YOUR TASK = In the records below, begin at the line that has "box: [18, 136, 337, 356]" and stop after the line that has "positive clicks: (287, 237) (288, 241)"; quote those lines verbatim and nothing more.
────────────────────
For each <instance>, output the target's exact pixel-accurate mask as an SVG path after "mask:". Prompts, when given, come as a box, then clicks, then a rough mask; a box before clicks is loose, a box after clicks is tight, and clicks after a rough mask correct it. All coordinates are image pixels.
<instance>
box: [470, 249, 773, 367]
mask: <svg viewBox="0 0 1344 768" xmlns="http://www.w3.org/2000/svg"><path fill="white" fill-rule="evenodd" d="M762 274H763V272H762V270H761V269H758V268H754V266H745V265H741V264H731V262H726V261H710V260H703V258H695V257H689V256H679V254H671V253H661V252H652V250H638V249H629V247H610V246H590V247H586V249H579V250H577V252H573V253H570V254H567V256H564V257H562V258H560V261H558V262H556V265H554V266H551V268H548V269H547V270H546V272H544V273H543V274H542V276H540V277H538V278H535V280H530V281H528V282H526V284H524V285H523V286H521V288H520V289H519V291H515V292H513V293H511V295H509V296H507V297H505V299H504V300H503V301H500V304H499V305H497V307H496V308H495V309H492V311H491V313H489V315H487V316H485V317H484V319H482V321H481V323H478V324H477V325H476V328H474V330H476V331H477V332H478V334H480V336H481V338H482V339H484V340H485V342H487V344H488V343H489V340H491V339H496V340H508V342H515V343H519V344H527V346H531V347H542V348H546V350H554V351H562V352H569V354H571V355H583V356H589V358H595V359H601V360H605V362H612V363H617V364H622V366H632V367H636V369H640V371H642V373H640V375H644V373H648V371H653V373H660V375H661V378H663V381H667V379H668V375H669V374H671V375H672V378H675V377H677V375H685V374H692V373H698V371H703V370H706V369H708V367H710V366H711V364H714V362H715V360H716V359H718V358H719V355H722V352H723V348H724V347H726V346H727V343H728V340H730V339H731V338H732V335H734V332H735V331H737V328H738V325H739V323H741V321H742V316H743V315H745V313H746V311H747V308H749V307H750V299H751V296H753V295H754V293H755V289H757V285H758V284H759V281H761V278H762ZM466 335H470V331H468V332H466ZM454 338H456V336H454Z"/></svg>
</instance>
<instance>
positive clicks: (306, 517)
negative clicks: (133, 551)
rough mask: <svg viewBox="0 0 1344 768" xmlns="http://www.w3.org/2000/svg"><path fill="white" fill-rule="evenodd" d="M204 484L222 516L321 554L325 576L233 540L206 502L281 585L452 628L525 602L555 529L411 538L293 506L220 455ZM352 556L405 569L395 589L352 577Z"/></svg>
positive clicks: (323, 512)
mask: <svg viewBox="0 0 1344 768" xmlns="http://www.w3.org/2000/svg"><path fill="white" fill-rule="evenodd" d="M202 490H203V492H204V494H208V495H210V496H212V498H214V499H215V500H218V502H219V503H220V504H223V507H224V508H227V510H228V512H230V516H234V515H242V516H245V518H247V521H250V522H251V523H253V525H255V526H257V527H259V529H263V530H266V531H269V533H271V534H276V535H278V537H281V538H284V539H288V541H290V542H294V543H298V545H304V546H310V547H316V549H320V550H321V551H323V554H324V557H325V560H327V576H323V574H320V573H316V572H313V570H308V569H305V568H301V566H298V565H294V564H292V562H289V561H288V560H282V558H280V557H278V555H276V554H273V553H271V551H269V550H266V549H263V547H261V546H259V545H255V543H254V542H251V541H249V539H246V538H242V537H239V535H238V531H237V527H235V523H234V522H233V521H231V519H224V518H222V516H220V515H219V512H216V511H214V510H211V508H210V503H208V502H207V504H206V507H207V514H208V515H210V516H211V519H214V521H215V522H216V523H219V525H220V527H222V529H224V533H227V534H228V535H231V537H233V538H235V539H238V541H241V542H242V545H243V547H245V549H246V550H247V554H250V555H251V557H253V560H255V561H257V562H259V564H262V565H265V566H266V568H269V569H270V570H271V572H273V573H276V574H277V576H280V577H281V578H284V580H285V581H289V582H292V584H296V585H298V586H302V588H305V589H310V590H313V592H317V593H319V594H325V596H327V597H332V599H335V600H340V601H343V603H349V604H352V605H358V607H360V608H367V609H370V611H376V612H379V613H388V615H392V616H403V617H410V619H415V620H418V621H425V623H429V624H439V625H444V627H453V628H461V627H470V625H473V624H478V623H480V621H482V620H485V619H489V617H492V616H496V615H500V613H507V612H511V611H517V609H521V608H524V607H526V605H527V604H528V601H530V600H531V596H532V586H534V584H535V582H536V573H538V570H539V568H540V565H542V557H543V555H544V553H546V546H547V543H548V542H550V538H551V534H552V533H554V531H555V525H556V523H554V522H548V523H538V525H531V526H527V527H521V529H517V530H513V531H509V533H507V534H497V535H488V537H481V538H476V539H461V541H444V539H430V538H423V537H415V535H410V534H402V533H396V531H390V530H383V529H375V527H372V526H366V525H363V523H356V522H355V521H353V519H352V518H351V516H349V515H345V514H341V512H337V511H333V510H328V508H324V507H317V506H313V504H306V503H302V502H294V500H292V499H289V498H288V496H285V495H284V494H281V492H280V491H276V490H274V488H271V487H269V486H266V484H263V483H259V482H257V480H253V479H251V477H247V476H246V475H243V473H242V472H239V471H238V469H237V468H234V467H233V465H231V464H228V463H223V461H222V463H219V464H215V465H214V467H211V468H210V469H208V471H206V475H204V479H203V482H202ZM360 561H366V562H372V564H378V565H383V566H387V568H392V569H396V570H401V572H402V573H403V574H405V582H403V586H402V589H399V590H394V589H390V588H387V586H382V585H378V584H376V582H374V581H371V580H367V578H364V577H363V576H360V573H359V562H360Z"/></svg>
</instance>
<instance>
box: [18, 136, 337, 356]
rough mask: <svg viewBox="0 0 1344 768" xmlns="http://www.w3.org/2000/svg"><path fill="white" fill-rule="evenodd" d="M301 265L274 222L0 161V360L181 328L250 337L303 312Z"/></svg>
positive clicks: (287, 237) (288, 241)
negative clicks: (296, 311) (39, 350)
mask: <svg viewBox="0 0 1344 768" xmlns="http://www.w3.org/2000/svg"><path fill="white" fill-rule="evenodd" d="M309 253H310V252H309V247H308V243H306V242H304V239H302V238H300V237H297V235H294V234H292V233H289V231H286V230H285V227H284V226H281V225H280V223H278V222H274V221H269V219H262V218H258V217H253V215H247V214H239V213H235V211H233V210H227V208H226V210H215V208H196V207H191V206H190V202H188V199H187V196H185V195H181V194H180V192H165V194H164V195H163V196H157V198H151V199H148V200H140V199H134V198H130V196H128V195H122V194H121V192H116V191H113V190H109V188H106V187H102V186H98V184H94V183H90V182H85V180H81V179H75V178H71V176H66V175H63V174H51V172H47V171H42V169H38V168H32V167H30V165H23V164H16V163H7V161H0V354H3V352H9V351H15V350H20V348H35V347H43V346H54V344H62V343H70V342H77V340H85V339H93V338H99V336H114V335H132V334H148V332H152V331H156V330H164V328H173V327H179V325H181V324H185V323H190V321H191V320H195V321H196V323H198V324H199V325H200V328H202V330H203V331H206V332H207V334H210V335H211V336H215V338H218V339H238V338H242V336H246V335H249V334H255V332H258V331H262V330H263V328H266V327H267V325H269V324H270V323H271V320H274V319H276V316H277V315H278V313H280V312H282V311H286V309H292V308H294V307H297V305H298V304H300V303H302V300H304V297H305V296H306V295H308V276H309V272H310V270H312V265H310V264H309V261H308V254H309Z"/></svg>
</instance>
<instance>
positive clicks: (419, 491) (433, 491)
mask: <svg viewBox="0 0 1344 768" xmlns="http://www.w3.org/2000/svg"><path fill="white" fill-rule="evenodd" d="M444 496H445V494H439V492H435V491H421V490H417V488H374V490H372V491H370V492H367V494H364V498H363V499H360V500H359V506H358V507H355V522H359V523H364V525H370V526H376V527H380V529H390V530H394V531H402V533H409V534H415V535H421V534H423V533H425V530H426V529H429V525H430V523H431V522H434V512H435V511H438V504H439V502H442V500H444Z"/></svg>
────────────────────
RESPONSE TO THIS TASK =
box: [18, 136, 337, 356]
rough mask: <svg viewBox="0 0 1344 768" xmlns="http://www.w3.org/2000/svg"><path fill="white" fill-rule="evenodd" d="M301 265L274 222L0 161V360L181 328L250 337L303 312Z"/></svg>
positive clicks: (287, 237) (288, 241)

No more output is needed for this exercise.